━━━ Supplied text ━━━

Relocation Trends

(April 07, 2009) This is a really good time to figure out the future of your workforce. The downturn changes a lot of things. If you’re still at your desk (and lots of folks in HR are gone), start wondering and planning. After this is all over, we’re going to be living in a different world and we are going to have to recover.

We’re a nation of movers.

Most Americans have moved to a new community at least once in their lives, although a notable number — nearly four-in-ten — have never left the place in which they were born. Asked why they live where they do, movers most often cite the pull of economic opportunity. Stayers most often cite the tug of family and connections. (Pew.Who Moves? Who Stays Put? Where’s Home? full report)

But, the rate at which we move has dropped by 40% since 1986. From 20% to 11.9%.  (Pew. Who Moves? Who Stays Put? Where’s Home? full report)  The Census Bureau’s Current Population Survey indicates that the number of people who moved between 2007 and 2008, 34 million, was the lowest since 1959-60, when the population of the U.S. was 41% smaller than it is now.

Generally, the more affluent and educated, the more likely you are to move. But, “57% say they have not lived in the U.S. outside their current state: 37% have never left their hometown and 20% have left their hometown (or native country) but not lived outside their current state.”

A Population Refence Bureau Survey shows the correlation between High Unemployment rate and net migration. When unemployment is up, people move to find work.

━━━

-- Work instructions --
By what percentage has the moving rate fallen since 1986, according to the relocation trends piece?

━━━ Rows ━━━

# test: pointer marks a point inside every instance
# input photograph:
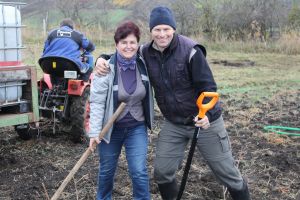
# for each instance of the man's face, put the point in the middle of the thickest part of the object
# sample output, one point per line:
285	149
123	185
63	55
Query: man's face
162	35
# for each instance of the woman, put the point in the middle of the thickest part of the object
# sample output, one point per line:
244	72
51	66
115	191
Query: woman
126	82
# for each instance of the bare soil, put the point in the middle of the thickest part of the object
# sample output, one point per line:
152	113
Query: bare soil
270	162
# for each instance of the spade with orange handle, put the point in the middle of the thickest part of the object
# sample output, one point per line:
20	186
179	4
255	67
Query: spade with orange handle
203	108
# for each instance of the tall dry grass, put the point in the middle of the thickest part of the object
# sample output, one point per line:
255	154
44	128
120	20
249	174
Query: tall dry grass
289	43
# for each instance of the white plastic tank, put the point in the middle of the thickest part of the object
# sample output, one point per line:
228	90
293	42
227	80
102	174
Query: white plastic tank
10	52
10	32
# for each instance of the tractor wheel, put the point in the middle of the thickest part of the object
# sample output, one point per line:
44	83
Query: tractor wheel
25	132
80	116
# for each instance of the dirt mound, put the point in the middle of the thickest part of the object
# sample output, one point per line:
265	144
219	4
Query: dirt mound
270	162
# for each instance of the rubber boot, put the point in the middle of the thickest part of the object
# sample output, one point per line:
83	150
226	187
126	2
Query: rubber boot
240	194
168	191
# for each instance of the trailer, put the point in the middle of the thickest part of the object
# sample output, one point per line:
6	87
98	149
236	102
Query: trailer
18	82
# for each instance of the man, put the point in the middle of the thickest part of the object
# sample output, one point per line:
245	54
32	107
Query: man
179	73
66	42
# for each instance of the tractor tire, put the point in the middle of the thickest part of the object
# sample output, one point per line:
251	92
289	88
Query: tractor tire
25	132
80	116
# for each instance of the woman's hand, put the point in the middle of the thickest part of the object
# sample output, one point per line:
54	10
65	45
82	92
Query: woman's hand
92	141
101	67
202	123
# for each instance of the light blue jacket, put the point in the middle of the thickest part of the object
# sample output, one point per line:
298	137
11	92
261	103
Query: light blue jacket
104	98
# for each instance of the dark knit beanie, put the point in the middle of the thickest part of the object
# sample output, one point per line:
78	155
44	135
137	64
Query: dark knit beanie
161	15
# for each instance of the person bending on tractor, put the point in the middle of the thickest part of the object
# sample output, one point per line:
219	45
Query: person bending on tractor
66	42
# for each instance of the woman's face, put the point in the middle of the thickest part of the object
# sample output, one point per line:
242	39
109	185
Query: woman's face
128	46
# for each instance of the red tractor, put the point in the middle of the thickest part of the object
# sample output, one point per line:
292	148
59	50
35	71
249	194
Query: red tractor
63	98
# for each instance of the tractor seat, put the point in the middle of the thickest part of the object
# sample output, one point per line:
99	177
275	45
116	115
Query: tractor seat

━━━

-- Exercise result --
By 40%, from 20% to 11.9%.